Extended: A Critical Introduction to R.E.M.

deadline for submissions: 
March 1, 2018
full name / name of organization: 
Tom Hertweck / University of Nevada, Reno
contact email: 

A Critical Introduction to R.E.M.

edited by Tom Hertweck (U of Nevada, Reno)

for inclusion in the series "For the Record: Lexington Studies in Rock and Popular Music" (Lexington Books)

Comprising a recorded repertoire of hundreds of songs (including originals, covers, and collaborations), fifteen studio albums which have sold more than 85 million copies worldwide, and legions of fans in all corners of the globe, R.E.M.'s body of work is a true cultural phenomenon and thus warrants our attention.  More than this, now that the band has formally split up after 31 years and is likely not to reunite, R.E.M. is officially ensconced in the past, and so constitutes a bounded object of study. Long a subject of interest in popular biographies and criticism, the time is ripe to give R.E.M. the formal academic recognition it so richly deserves.

This collection will gather together new academic essays about R.E.M. and serve as that best-selling, world-famous band’s introduction to academic study.  An open-ended call to scholars to aggregate their work, the collection seeks to organically assess the state of thought surrounding R.E.M.’s work, contexts, and socio-cultural importance as a way of providing a basis for further inquiry.  A secondary, but no less important purpose, however, is to provide R.E.M. fans a toothsome critical appreciation to the group’s work, as their fans have always presented themselves among the most intellectually committed in pop and rock.

###

◆ REQUIRED TASKS
• A. Condense the paragraph of the call for submissions that begins "Comprising a recorded repertoire" into a bulleted list that keeps its main facts.
• B. Translate this sentence from the call for submissions into Spanish: "This collection will gather together new academic essays about R.E.M. and serve as that best-selling, world-famous band’s introduction to academic study."

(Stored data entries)
###

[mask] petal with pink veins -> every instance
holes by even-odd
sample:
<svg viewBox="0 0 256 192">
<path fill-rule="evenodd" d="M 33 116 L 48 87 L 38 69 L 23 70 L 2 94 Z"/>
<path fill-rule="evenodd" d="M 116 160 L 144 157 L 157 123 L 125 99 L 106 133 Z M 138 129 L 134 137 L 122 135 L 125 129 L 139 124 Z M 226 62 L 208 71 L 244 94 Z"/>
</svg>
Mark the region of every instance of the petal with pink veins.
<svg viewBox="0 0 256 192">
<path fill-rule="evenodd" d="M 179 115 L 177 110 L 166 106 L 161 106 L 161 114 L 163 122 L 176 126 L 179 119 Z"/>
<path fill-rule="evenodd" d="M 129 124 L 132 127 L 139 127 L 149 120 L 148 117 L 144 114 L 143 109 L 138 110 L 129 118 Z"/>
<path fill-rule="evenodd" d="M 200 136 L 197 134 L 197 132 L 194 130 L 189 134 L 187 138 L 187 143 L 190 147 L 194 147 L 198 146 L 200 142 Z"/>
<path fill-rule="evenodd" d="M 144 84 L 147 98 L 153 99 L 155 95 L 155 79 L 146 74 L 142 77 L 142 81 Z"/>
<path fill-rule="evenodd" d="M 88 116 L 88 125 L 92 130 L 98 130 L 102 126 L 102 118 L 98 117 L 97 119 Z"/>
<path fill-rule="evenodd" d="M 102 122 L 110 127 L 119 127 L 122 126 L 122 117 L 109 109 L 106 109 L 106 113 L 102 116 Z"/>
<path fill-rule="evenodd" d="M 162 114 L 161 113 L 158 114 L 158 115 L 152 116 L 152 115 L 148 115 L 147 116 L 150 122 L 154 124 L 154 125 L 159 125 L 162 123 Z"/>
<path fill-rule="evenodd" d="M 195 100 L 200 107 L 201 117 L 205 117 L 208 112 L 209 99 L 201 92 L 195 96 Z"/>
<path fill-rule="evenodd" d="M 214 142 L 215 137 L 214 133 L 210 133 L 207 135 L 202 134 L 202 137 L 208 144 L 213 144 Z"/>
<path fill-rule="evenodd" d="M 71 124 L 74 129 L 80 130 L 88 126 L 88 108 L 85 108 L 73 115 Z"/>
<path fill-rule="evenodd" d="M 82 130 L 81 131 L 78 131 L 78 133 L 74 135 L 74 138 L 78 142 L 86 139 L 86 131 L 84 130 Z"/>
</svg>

###

◆ THE ANSWERS
• A.
- R.E.M.'s recorded repertoire includes hundreds of songs: originals, covers, and collaborations.
- The band released fifteen studio albums, which have sold more than 85 million copies worldwide.
- It has legions of fans around the globe, making its work a true cultural phenomenon that warrants attention.
- The band formally split up after 31 years and is unlikely to reunite, so its work is a bounded object of study.
- R.E.M. has long been a subject of popular biographies and criticism, and the time is ripe for formal academic recognition.

• B. Esta colección reunirá nuevos ensayos académicos sobre R.E.M. y servirá como la introducción de esa banda superventas y mundialmente famosa al estudio académico.